Excerpt from a dataset =>
--*--

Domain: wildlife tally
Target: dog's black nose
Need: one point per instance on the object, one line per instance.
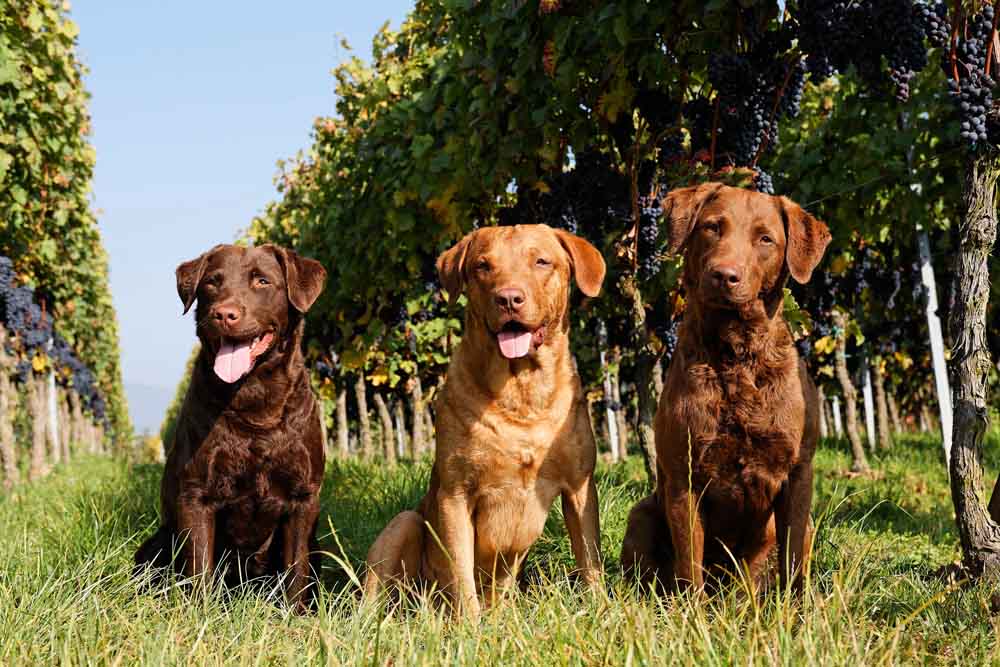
(226, 315)
(509, 298)
(726, 276)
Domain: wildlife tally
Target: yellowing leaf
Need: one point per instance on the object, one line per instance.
(825, 345)
(379, 376)
(38, 363)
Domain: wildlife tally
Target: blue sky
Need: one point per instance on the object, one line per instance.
(193, 103)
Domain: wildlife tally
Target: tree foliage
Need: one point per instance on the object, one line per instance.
(46, 169)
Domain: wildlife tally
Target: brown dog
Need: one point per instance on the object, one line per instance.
(244, 471)
(512, 426)
(737, 423)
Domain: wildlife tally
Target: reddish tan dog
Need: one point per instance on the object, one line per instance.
(737, 423)
(512, 426)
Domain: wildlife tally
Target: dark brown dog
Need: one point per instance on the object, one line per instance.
(244, 471)
(737, 423)
(513, 432)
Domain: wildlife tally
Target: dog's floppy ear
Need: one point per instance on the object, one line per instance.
(304, 277)
(586, 260)
(681, 207)
(807, 240)
(451, 267)
(189, 274)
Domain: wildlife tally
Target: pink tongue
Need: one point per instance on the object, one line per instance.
(514, 344)
(233, 361)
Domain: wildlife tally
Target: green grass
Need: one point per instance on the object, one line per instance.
(66, 595)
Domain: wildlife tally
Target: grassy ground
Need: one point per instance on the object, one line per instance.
(66, 594)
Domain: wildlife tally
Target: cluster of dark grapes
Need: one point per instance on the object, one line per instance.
(325, 369)
(650, 255)
(838, 34)
(31, 332)
(972, 93)
(763, 183)
(591, 199)
(755, 90)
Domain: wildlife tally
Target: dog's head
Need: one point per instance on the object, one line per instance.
(740, 246)
(517, 280)
(249, 301)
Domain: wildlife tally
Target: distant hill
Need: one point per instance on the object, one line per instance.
(147, 405)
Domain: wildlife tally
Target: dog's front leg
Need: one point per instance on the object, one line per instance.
(458, 539)
(791, 518)
(686, 532)
(298, 530)
(196, 526)
(583, 526)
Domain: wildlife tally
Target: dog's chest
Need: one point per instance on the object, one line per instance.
(743, 439)
(517, 485)
(264, 474)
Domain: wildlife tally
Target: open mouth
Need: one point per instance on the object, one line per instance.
(516, 340)
(236, 358)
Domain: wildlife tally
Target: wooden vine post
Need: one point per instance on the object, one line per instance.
(969, 366)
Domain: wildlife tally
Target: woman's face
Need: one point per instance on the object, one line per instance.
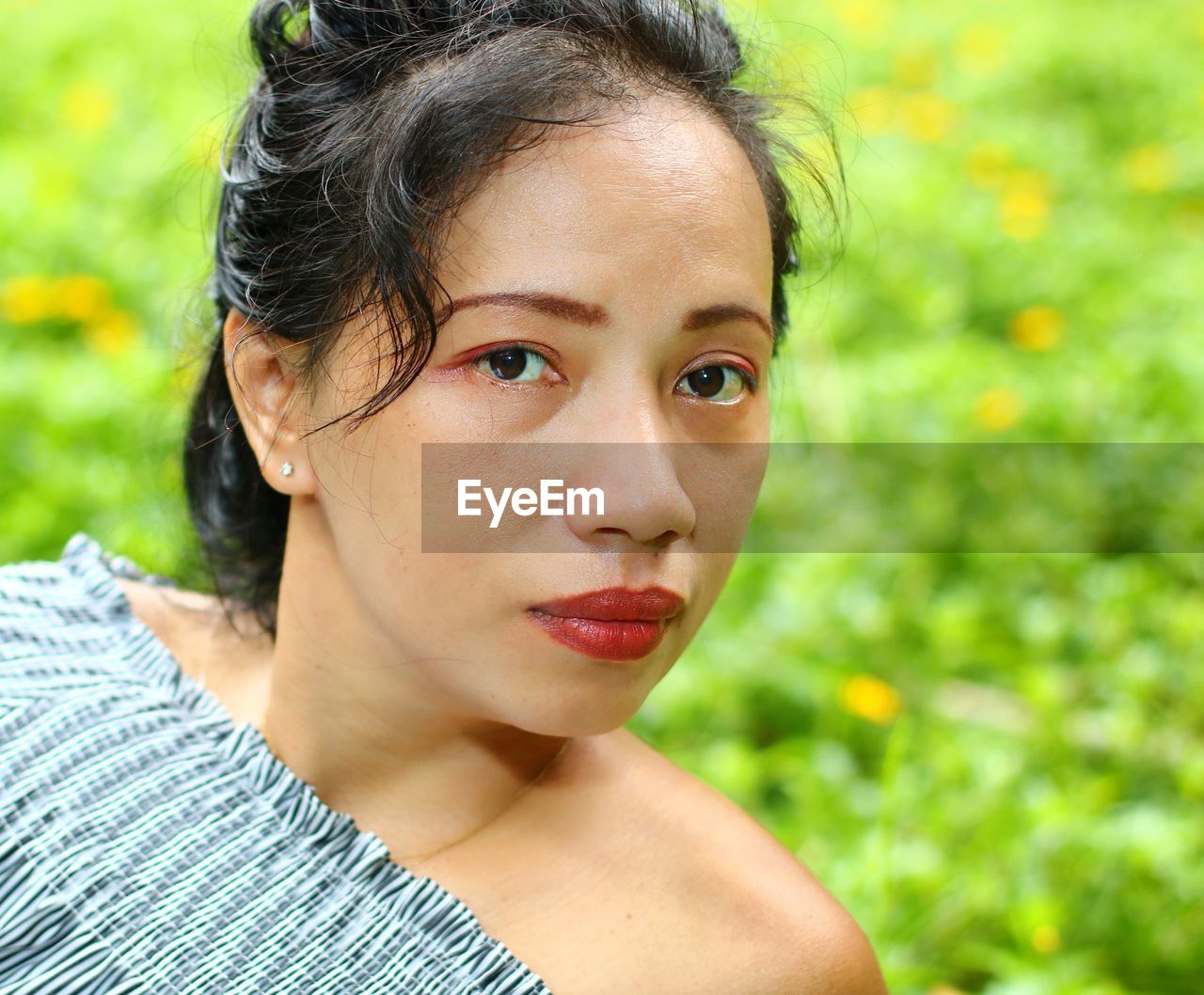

--*--

Identify every line of the excerpt above that contains the string "dark", and copy each one. Case counts.

THE SOLUTION =>
Target: dark brown dog
Target: cluster of dark grapes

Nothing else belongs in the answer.